Yaaraa Productions
- Company type: Private
- Industry: Entertainment
- Headquarters: Male', Maldives
- Key people: Aminath Rasheedha Aishath Rishmy
- Products: Film production

= Yaaraa Productions =

Maldivian film production company

Yaaraa Productions is a Maldivian film production company based in Malé producing Maldivian films.

== History ==
The company's first production was Aishath Rishmy and Aminath Rasheedha's debut direction Hukuru Vileyrey (2006), which was based on a novel published by Ibrahim Waheed on Haveeru Daily 3 years before. The film was a commercial success. It was considered as "one of the few acceptable horror movies the Maldives film industry has ever produced". The film was later released as a 15 episode television series with the inclusion of several clips that were cut from the theatrical release. The company then went on to produce a family drama film Fanaa (2010) which was directed by Aishath Rishmy. Based on a novel published by Waheed titled Balgish, the film received a mixed to negative response from critics; Ali Naafiz from Haveeru Daily classified the film as the "worst Maldivian film released so far" during the year.

------

- **Goal 1**:
Copy the stretch of the entries from the line containing "75, row 514." through the line containing "column 154, row 246", keeping every line unchanged.

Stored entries

------

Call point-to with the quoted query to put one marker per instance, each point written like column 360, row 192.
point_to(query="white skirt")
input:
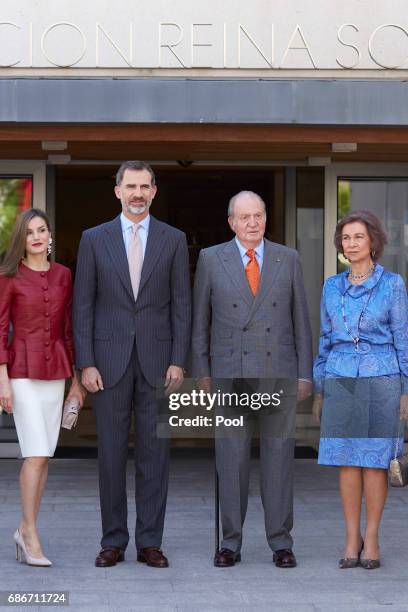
column 37, row 411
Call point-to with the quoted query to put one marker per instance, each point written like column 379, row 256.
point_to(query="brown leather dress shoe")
column 226, row 558
column 284, row 558
column 108, row 557
column 153, row 556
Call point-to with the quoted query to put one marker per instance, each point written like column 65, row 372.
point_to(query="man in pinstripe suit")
column 132, row 333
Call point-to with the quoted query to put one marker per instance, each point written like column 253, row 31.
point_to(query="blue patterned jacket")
column 383, row 345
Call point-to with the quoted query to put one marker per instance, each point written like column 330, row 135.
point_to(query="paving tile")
column 192, row 583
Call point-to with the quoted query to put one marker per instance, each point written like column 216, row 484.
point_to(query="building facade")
column 303, row 101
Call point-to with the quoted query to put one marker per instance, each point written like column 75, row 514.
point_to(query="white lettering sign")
column 295, row 35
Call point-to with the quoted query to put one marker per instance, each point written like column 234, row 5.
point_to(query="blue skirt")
column 360, row 422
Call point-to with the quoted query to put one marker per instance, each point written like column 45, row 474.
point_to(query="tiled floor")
column 70, row 531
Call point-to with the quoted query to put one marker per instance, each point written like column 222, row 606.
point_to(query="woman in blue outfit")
column 361, row 379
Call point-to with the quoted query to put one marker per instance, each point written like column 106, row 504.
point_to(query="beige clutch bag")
column 70, row 414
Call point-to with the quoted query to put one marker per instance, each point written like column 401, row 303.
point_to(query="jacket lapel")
column 116, row 248
column 272, row 260
column 232, row 262
column 154, row 246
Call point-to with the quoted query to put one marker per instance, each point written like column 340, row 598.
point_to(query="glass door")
column 380, row 188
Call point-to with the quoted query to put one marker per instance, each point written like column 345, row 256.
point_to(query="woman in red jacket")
column 35, row 297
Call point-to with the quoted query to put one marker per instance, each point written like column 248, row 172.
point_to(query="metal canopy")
column 244, row 101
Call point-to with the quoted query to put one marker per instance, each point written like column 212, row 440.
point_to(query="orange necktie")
column 252, row 271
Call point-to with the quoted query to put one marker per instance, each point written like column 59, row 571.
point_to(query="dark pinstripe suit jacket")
column 108, row 321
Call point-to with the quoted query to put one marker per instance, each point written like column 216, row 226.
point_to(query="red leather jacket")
column 39, row 306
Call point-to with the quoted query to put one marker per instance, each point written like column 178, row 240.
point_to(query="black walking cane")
column 217, row 510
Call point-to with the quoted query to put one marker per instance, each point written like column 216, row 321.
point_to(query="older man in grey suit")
column 251, row 322
column 132, row 323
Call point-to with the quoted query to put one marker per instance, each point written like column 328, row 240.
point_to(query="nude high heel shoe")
column 23, row 556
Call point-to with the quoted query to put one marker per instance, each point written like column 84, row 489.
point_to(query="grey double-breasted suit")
column 132, row 343
column 239, row 336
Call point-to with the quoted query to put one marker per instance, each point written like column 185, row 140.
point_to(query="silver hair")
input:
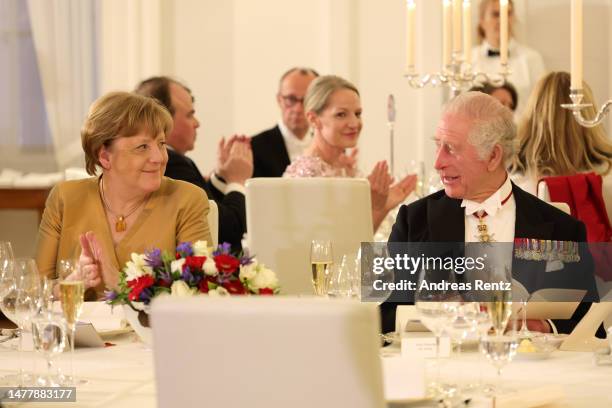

------

- **Goal 2**:
Carry on the text about Yaaraa Productions from the point where it stops.

- **Final answer 1**:
Call point-to with the quoted query to put one marker per instance, each point written like column 75, row 514.
point_to(query="white lettering sign")
column 295, row 35
Call point-to with the quoted query to put one marker per instance, each point written like column 234, row 5.
point_to(query="blue skirt")
column 360, row 422
Call point-to with the quoted query to put one marker per instance, each point written like column 45, row 474.
point_to(query="tiled floor")
column 70, row 531
Call point-to with the quoted query to put one marker per instance, each point written like column 222, row 606.
point_to(query="woman in blue outfit")
column 361, row 379
Call point-to with the quoted query to put one marker per instance, each point written like column 106, row 504.
point_to(query="beige clutch bag")
column 70, row 414
Call point-to with the quoted query to put one marker per instance, each point written like column 401, row 303.
point_to(query="jacket lapel")
column 116, row 248
column 272, row 260
column 232, row 262
column 154, row 246

- **Final answer 2**:
Their next production was Ahmed Azmeel's debut direction Hiyy Yaara Dheefa (2011), starring Ali Seezan, Aishath Rishmy, Niuma Mohamed, Ahmed Azmeel and Aminath Rasheedha. The film was a financial loss to the producers and received negative reviews from critics pointing to similarities with Bollywood comedy-drama film Ishq (1997) and Kundan Shah's family drama Dil Hai Tumhaara (2002). Six years later, they went on to produce Ravee Farooq's critically acclaimed crime thriller Vishka (2017) which revolves around a single-minded woman, Vishka, who gets trapped between an immoral person and a corrupt politician. Prior to release it faced controversies as Hassan Haleel requested a deferment in release claiming he allegedly owns the story and script of the film. However, the film was cleared for exhibition with the court order proclaiming that the ownership of the script and story belongs to Rishmy. Upon release, the film opened to a positive response from critics. The film was screened at the SAARC Film Festival 2017.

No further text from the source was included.